• [WORK TO COMPLETE]
Quote in full each line below that contains the string "green".

• [RECORD EXTRACTS]
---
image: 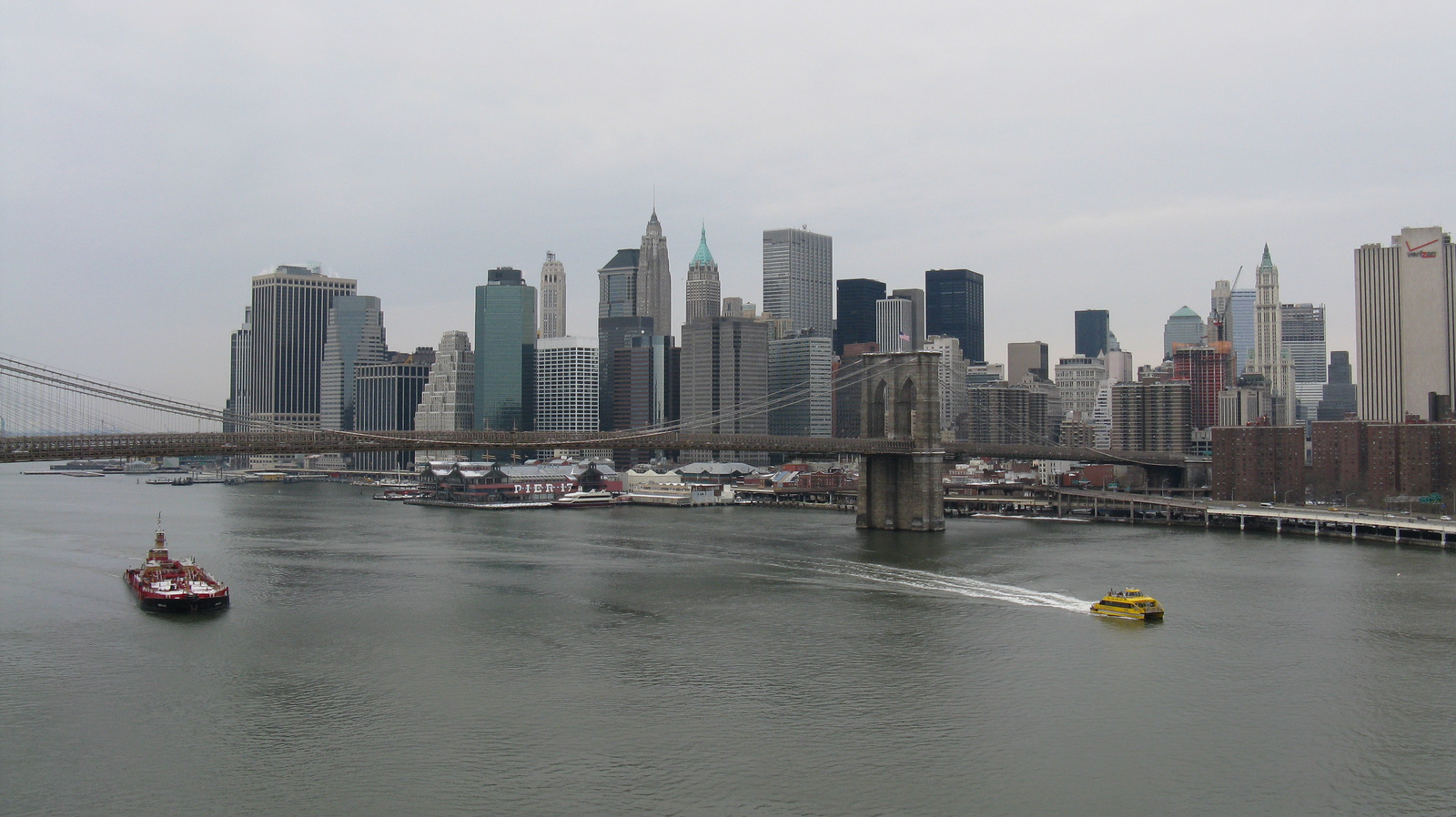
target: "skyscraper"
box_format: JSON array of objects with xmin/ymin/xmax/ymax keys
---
[
  {"xmin": 536, "ymin": 337, "xmax": 600, "ymax": 431},
  {"xmin": 597, "ymin": 249, "xmax": 642, "ymax": 319},
  {"xmin": 248, "ymin": 265, "xmax": 357, "ymax": 429},
  {"xmin": 1223, "ymin": 290, "xmax": 1258, "ymax": 376},
  {"xmin": 1356, "ymin": 227, "xmax": 1456, "ymax": 422},
  {"xmin": 318, "ymin": 296, "xmax": 386, "ymax": 431},
  {"xmin": 769, "ymin": 332, "xmax": 834, "ymax": 437},
  {"xmin": 1279, "ymin": 303, "xmax": 1327, "ymax": 419},
  {"xmin": 354, "ymin": 350, "xmax": 430, "ymax": 470},
  {"xmin": 763, "ymin": 227, "xmax": 834, "ymax": 338},
  {"xmin": 925, "ymin": 269, "xmax": 986, "ymax": 363},
  {"xmin": 636, "ymin": 214, "xmax": 672, "ymax": 335},
  {"xmin": 415, "ymin": 330, "xmax": 475, "ymax": 461},
  {"xmin": 687, "ymin": 225, "xmax": 723, "ymax": 323},
  {"xmin": 475, "ymin": 267, "xmax": 536, "ymax": 431},
  {"xmin": 1320, "ymin": 352, "xmax": 1360, "ymax": 421},
  {"xmin": 875, "ymin": 296, "xmax": 915, "ymax": 352},
  {"xmin": 1163, "ymin": 306, "xmax": 1204, "ymax": 359},
  {"xmin": 890, "ymin": 290, "xmax": 925, "ymax": 352},
  {"xmin": 1006, "ymin": 341, "xmax": 1051, "ymax": 386},
  {"xmin": 223, "ymin": 306, "xmax": 253, "ymax": 434},
  {"xmin": 541, "ymin": 252, "xmax": 566, "ymax": 338},
  {"xmin": 682, "ymin": 318, "xmax": 769, "ymax": 461},
  {"xmin": 834, "ymin": 278, "xmax": 885, "ymax": 356},
  {"xmin": 1243, "ymin": 245, "xmax": 1298, "ymax": 425},
  {"xmin": 923, "ymin": 335, "xmax": 970, "ymax": 439},
  {"xmin": 1073, "ymin": 308, "xmax": 1112, "ymax": 358}
]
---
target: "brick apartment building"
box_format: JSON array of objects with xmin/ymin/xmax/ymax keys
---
[
  {"xmin": 1213, "ymin": 425, "xmax": 1305, "ymax": 502},
  {"xmin": 1310, "ymin": 419, "xmax": 1456, "ymax": 504}
]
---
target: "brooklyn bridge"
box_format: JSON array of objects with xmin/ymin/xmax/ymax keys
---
[{"xmin": 0, "ymin": 352, "xmax": 1188, "ymax": 530}]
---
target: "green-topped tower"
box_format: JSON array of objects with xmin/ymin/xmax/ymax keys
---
[{"xmin": 687, "ymin": 225, "xmax": 723, "ymax": 323}]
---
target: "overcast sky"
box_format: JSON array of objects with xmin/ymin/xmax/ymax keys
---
[{"xmin": 0, "ymin": 0, "xmax": 1456, "ymax": 405}]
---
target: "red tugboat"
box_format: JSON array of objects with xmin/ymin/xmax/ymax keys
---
[{"xmin": 126, "ymin": 516, "xmax": 228, "ymax": 613}]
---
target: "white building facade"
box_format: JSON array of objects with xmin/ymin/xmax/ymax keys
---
[
  {"xmin": 536, "ymin": 335, "xmax": 600, "ymax": 431},
  {"xmin": 1356, "ymin": 227, "xmax": 1456, "ymax": 422}
]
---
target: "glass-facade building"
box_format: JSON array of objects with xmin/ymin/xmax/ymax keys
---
[
  {"xmin": 475, "ymin": 267, "xmax": 536, "ymax": 431},
  {"xmin": 925, "ymin": 269, "xmax": 986, "ymax": 363},
  {"xmin": 1073, "ymin": 308, "xmax": 1112, "ymax": 358},
  {"xmin": 834, "ymin": 278, "xmax": 885, "ymax": 357}
]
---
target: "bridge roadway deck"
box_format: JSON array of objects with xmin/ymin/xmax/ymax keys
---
[{"xmin": 0, "ymin": 431, "xmax": 1187, "ymax": 468}]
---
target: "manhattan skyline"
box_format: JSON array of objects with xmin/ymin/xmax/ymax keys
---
[{"xmin": 0, "ymin": 3, "xmax": 1456, "ymax": 403}]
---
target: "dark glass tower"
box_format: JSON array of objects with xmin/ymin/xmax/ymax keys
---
[
  {"xmin": 1076, "ymin": 308, "xmax": 1111, "ymax": 358},
  {"xmin": 925, "ymin": 269, "xmax": 986, "ymax": 363},
  {"xmin": 475, "ymin": 267, "xmax": 536, "ymax": 431},
  {"xmin": 834, "ymin": 278, "xmax": 885, "ymax": 356}
]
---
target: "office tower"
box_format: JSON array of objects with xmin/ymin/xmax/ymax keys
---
[
  {"xmin": 635, "ymin": 214, "xmax": 672, "ymax": 335},
  {"xmin": 834, "ymin": 278, "xmax": 885, "ymax": 357},
  {"xmin": 769, "ymin": 332, "xmax": 834, "ymax": 437},
  {"xmin": 923, "ymin": 335, "xmax": 970, "ymax": 439},
  {"xmin": 1350, "ymin": 227, "xmax": 1456, "ymax": 422},
  {"xmin": 1109, "ymin": 383, "xmax": 1192, "ymax": 454},
  {"xmin": 223, "ymin": 306, "xmax": 253, "ymax": 434},
  {"xmin": 925, "ymin": 269, "xmax": 986, "ymax": 363},
  {"xmin": 536, "ymin": 335, "xmax": 602, "ymax": 431},
  {"xmin": 763, "ymin": 227, "xmax": 834, "ymax": 338},
  {"xmin": 1054, "ymin": 357, "xmax": 1108, "ymax": 422},
  {"xmin": 1102, "ymin": 349, "xmax": 1138, "ymax": 383},
  {"xmin": 1006, "ymin": 341, "xmax": 1051, "ymax": 386},
  {"xmin": 612, "ymin": 335, "xmax": 682, "ymax": 434},
  {"xmin": 354, "ymin": 350, "xmax": 430, "ymax": 470},
  {"xmin": 833, "ymin": 342, "xmax": 879, "ymax": 439},
  {"xmin": 966, "ymin": 383, "xmax": 1060, "ymax": 446},
  {"xmin": 1172, "ymin": 341, "xmax": 1233, "ymax": 429},
  {"xmin": 1208, "ymin": 281, "xmax": 1233, "ymax": 344},
  {"xmin": 475, "ymin": 267, "xmax": 536, "ymax": 431},
  {"xmin": 1223, "ymin": 290, "xmax": 1258, "ymax": 371},
  {"xmin": 318, "ymin": 296, "xmax": 388, "ymax": 431},
  {"xmin": 597, "ymin": 249, "xmax": 651, "ymax": 320},
  {"xmin": 1073, "ymin": 308, "xmax": 1112, "ymax": 359},
  {"xmin": 875, "ymin": 296, "xmax": 915, "ymax": 352},
  {"xmin": 1279, "ymin": 303, "xmax": 1325, "ymax": 419},
  {"xmin": 890, "ymin": 290, "xmax": 925, "ymax": 352},
  {"xmin": 1243, "ymin": 245, "xmax": 1298, "ymax": 425},
  {"xmin": 966, "ymin": 361, "xmax": 1006, "ymax": 388},
  {"xmin": 1163, "ymin": 306, "xmax": 1204, "ymax": 359},
  {"xmin": 597, "ymin": 316, "xmax": 652, "ymax": 431},
  {"xmin": 1320, "ymin": 352, "xmax": 1360, "ymax": 421},
  {"xmin": 682, "ymin": 316, "xmax": 769, "ymax": 461},
  {"xmin": 687, "ymin": 225, "xmax": 723, "ymax": 323},
  {"xmin": 541, "ymin": 252, "xmax": 566, "ymax": 338},
  {"xmin": 1218, "ymin": 386, "xmax": 1274, "ymax": 427},
  {"xmin": 415, "ymin": 330, "xmax": 474, "ymax": 461},
  {"xmin": 249, "ymin": 265, "xmax": 357, "ymax": 429}
]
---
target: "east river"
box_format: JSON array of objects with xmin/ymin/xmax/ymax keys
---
[{"xmin": 0, "ymin": 466, "xmax": 1456, "ymax": 817}]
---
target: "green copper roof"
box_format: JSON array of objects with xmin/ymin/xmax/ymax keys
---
[{"xmin": 689, "ymin": 225, "xmax": 716, "ymax": 267}]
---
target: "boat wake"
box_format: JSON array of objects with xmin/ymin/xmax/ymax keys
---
[{"xmin": 763, "ymin": 560, "xmax": 1092, "ymax": 613}]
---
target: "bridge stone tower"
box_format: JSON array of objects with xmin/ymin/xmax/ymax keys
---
[{"xmin": 854, "ymin": 352, "xmax": 945, "ymax": 530}]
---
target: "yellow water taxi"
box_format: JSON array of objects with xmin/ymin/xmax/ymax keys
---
[{"xmin": 1092, "ymin": 587, "xmax": 1163, "ymax": 620}]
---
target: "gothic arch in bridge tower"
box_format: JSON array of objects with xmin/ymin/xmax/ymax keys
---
[{"xmin": 856, "ymin": 352, "xmax": 945, "ymax": 530}]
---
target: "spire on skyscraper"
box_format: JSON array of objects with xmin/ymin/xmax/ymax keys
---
[{"xmin": 692, "ymin": 223, "xmax": 716, "ymax": 267}]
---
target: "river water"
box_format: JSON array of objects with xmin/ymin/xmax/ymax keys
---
[{"xmin": 0, "ymin": 466, "xmax": 1456, "ymax": 817}]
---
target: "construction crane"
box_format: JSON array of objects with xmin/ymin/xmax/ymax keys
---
[{"xmin": 1208, "ymin": 264, "xmax": 1243, "ymax": 341}]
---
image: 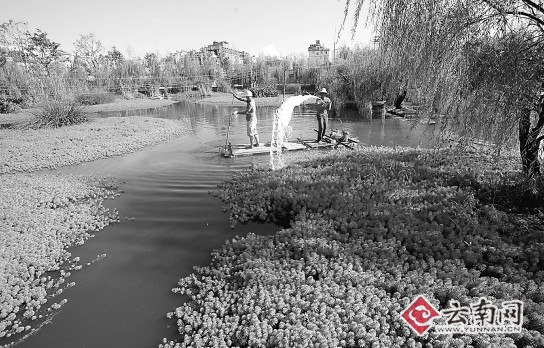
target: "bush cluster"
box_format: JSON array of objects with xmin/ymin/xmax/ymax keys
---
[
  {"xmin": 162, "ymin": 148, "xmax": 544, "ymax": 348},
  {"xmin": 76, "ymin": 91, "xmax": 117, "ymax": 105},
  {"xmin": 0, "ymin": 174, "xmax": 118, "ymax": 339},
  {"xmin": 30, "ymin": 96, "xmax": 88, "ymax": 128}
]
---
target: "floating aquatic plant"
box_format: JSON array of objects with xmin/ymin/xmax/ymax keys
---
[{"xmin": 160, "ymin": 148, "xmax": 544, "ymax": 347}]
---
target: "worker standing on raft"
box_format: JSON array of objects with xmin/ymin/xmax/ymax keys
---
[
  {"xmin": 232, "ymin": 90, "xmax": 260, "ymax": 149},
  {"xmin": 315, "ymin": 87, "xmax": 332, "ymax": 142}
]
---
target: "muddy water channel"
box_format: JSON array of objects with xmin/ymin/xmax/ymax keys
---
[{"xmin": 17, "ymin": 99, "xmax": 432, "ymax": 348}]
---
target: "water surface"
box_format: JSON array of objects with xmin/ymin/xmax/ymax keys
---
[{"xmin": 13, "ymin": 99, "xmax": 438, "ymax": 348}]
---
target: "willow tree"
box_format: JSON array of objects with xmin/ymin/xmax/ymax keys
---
[{"xmin": 344, "ymin": 0, "xmax": 544, "ymax": 177}]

• [RESPONSE TO THIS TASK]
target: "green-topped tower"
target: "green copper roof"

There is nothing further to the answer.